TASK PROMPT >> Copy out the entire piece below about learning to ride a bike, reproducing every word and punctuation mark as it appears.

SELECTED EXCERPT >>
:::::

It’s as easy as (fill in the blank)

by Sandra

And I’m sure most of you would finish that sentence with “riding a bike.”

The term “it’s as easy as riding a bike,” never meant much to me, because before this weekend, I didn’t know how to ride one.

What?, you might be asking … Sandra you’re like almost thirty.

Yeah, yeah, I know. I just never learned before. In fact I had developed a certain amount of pride in not knowing. Something about the way people looked askance when they heard that I didn’t know how to ride a bike was delicious in its disapproval. It’s just a bike, it’s not like I don’t know how to do my taxes or drive a car. Besides, who cares? Plenty of people in this world don’t know how to do those things. And yet, they get by.

I can no longer feel that pride though, because this weekend, I finally learned.

My friend Mike initiated. He gave me my first lesson almost six years ago, and emailed me last week to see if I wanted to have another one. I did, and I didn’t. And then it rained, and I was happy, because I thought I could avoid doing it for another day, another week, but then he said that he anticipated the rain, and had provisions for just such an occassion.

:::::

RECORDS SUPPLIED >>
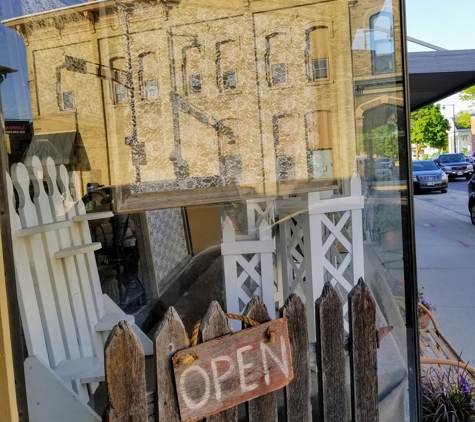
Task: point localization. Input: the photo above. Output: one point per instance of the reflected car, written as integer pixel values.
(454, 165)
(426, 175)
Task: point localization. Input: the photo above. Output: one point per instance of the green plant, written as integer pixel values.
(427, 302)
(386, 220)
(447, 395)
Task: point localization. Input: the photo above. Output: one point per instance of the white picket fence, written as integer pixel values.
(319, 239)
(66, 319)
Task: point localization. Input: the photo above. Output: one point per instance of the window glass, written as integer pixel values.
(382, 40)
(194, 137)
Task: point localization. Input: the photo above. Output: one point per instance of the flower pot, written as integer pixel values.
(424, 321)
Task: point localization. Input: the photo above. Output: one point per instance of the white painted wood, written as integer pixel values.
(62, 277)
(77, 250)
(61, 302)
(45, 296)
(42, 228)
(321, 259)
(238, 292)
(50, 207)
(111, 308)
(93, 216)
(74, 369)
(28, 303)
(54, 400)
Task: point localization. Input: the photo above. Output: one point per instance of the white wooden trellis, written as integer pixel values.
(308, 244)
(248, 269)
(64, 315)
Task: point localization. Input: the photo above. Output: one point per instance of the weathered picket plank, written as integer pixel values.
(264, 408)
(297, 393)
(216, 324)
(363, 354)
(125, 376)
(331, 400)
(169, 337)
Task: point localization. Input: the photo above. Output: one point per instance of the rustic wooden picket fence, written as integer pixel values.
(125, 363)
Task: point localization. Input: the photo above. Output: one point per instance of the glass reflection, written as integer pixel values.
(202, 125)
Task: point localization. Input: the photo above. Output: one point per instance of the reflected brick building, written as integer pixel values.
(266, 92)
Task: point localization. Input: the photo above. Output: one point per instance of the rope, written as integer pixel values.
(190, 358)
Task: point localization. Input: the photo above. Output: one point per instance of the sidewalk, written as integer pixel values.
(445, 241)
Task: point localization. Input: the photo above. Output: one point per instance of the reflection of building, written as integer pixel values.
(263, 92)
(18, 138)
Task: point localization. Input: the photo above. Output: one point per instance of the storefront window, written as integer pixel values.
(180, 127)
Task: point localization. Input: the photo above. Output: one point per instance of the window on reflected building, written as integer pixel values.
(192, 77)
(147, 76)
(382, 43)
(318, 130)
(316, 52)
(68, 100)
(118, 67)
(196, 83)
(276, 70)
(227, 55)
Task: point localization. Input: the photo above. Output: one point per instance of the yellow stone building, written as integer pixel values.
(200, 93)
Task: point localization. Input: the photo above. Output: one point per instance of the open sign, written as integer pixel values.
(232, 369)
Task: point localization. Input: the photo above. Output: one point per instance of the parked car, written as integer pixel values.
(471, 205)
(471, 198)
(454, 165)
(426, 175)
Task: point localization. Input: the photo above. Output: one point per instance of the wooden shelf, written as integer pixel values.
(93, 216)
(108, 322)
(78, 250)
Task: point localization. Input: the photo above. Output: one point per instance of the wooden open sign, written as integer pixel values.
(232, 369)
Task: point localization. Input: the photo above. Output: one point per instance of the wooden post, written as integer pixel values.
(331, 396)
(125, 376)
(264, 408)
(169, 338)
(216, 324)
(297, 393)
(363, 354)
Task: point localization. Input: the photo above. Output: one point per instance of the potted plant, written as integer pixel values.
(429, 304)
(447, 395)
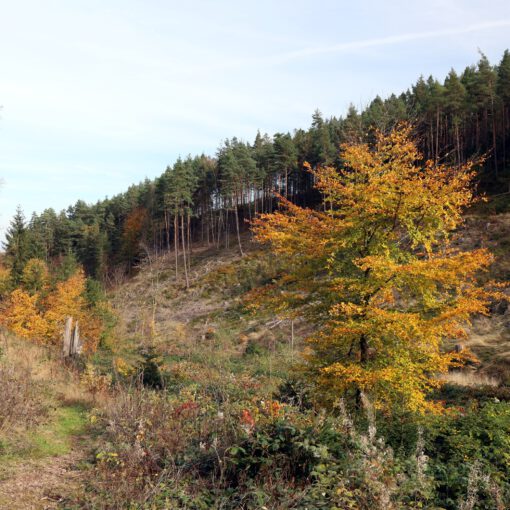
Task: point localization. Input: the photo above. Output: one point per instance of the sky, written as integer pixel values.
(96, 95)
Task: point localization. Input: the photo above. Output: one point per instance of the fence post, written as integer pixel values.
(67, 346)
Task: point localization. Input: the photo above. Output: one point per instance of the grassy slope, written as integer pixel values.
(203, 332)
(41, 451)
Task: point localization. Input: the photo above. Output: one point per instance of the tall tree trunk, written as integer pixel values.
(183, 238)
(237, 228)
(176, 246)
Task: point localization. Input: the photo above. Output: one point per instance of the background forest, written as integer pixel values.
(312, 320)
(208, 199)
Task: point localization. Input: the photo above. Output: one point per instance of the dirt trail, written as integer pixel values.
(41, 484)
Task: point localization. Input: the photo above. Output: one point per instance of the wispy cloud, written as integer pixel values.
(385, 41)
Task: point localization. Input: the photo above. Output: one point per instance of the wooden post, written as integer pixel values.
(67, 344)
(75, 342)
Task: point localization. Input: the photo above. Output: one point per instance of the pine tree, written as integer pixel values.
(17, 249)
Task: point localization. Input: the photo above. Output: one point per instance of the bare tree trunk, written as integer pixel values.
(237, 228)
(183, 238)
(176, 247)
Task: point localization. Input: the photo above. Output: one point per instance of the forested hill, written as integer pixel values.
(208, 199)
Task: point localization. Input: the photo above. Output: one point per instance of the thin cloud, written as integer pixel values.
(385, 41)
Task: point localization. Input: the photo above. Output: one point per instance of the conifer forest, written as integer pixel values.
(315, 318)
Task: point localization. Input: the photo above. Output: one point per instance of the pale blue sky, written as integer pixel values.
(99, 94)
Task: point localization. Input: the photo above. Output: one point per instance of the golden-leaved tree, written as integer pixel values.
(376, 271)
(40, 316)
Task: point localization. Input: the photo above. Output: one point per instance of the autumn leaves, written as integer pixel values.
(376, 272)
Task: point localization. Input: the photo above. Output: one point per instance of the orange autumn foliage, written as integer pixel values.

:::::

EXERCISE RESPONSE >>
It’s as easy as (fill in the blank)

by Sandra

And I’m sure most of you would finish that sentence with “riding a bike.”

The term “it’s as easy as riding a bike,” never meant much to me, because before this weekend, I didn’t know how to ride one.

What?, you might be asking … Sandra you’re like almost thirty.

Yeah, yeah, I know. I just never learned before. In fact I had developed a certain amount of pride in not knowing. Something about the way people looked askance when they heard that I didn’t know how to ride a bike was delicious in its disapproval. It’s just a bike, it’s not like I don’t know how to do my taxes or drive a car. Besides, who cares? Plenty of people in this world don’t know how to do those things. And yet, they get by.

I can no longer feel that pride though, because this weekend, I finally learned.

My friend Mike initiated. He gave me my first lesson almost six years ago, and emailed me last week to see if I wanted to have another one. I did, and I didn’t. And then it rained, and I was happy, because I thought I could avoid doing it for another day, another week, but then he said that he anticipated the rain, and had provisions for just such an occassion.